Posted by Jonathan Maus (Publisher/Editor) on September 19th, 2018 at 12:48 pm
Amid bustling, after-work traffic on Naito Parkway last night, dozens of Portlanders came together to send a message: The protected lanes known as Better Naito should stay.
The lanes are slated to be removed this weekend and aren’t scheduled to return until the start of festival season next spring.
That means people like Chris Mommsen and his young daughter Ginny won’t have a safe route to go north-south through this part of downtown. Mommsen works on SW 2nd and uses Better Naito to get between Ginny’s daycare and errands in the Pearl District. What will he do when it comes out? “There aren’t a lot of good options,” he told me. “I think they should leave it in. We need more space oriented to bikes.”
Serenity Ebert rides a trike that she uses as a mobility device. For her, having a safe and direct route through downtown is crucial. “I’d love to see Better Naito stay all year round because I don’t feel safe riding on Naito without the lane,” she shared with me. Asked what she’d do when it’s taken out, she had trouble describing a good option.
“For us it’s not just about Better Naito, it’s about all the access improvements being proposed as part of Central City in Motion.”

| Stored records |
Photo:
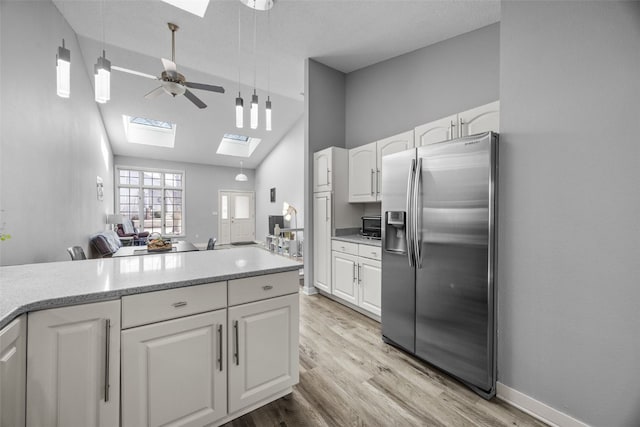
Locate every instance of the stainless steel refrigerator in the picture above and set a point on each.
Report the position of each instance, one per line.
(439, 255)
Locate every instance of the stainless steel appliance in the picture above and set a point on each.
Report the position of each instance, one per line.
(371, 226)
(439, 255)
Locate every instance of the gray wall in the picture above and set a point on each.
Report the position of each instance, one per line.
(202, 183)
(283, 169)
(52, 149)
(424, 85)
(324, 126)
(569, 274)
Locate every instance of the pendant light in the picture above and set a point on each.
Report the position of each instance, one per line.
(102, 76)
(241, 176)
(267, 110)
(63, 71)
(254, 97)
(239, 100)
(102, 71)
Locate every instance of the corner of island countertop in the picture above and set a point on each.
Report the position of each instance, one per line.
(30, 287)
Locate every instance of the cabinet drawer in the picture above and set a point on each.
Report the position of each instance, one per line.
(346, 247)
(262, 287)
(152, 307)
(368, 251)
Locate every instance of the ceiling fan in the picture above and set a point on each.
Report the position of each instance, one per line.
(171, 81)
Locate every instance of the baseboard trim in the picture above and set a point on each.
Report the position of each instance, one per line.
(535, 408)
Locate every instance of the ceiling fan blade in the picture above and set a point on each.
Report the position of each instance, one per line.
(134, 72)
(191, 97)
(169, 66)
(203, 86)
(155, 93)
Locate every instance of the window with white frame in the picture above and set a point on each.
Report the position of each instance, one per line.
(152, 199)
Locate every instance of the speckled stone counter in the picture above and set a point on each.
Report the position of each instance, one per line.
(30, 287)
(356, 238)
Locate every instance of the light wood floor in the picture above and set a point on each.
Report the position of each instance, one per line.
(349, 377)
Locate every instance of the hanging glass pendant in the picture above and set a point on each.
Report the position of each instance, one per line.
(63, 71)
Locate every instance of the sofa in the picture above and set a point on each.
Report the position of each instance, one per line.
(105, 243)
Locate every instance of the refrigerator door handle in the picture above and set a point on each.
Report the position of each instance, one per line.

| The tasks |
(1) Print the passage of the Better Naito article between "The lanes are" and "a good option.", inclusive.
(2) Answer these questions from the Better Naito article:
(a) On what street does Chris Mommsen work?
(b) What does Serenity Ebert ride as a mobility device?
(c) When are the lanes scheduled to return after their removal?
The rows come from a different source than the Better Naito article.

| Expected responses |
(1)
The lanes are slated to be removed this weekend and aren’t scheduled to return until the start of festival season next spring.
That means people like Chris Mommsen and his young daughter Ginny won’t have a safe route to go north-south through this part of downtown. Mommsen works on SW 2nd and uses Better Naito to get between Ginny’s daycare and errands in the Pearl District. What will he do when it comes out? “There aren’t a lot of good options,” he told me. “I think they should leave it in. We need more space oriented to bikes.”
Serenity Ebert rides a trike that she uses as a mobility device. For her, having a safe and direct route through downtown is crucial. “I’d love to see Better Naito stay all year round because I don’t feel safe riding on Naito without the lane,” she shared with me. Asked what she’d do when it’s taken out, she had trouble describing a good option.

(2)
(a) SW 2nd
(b) A trike
(c) At the start of festival season next spring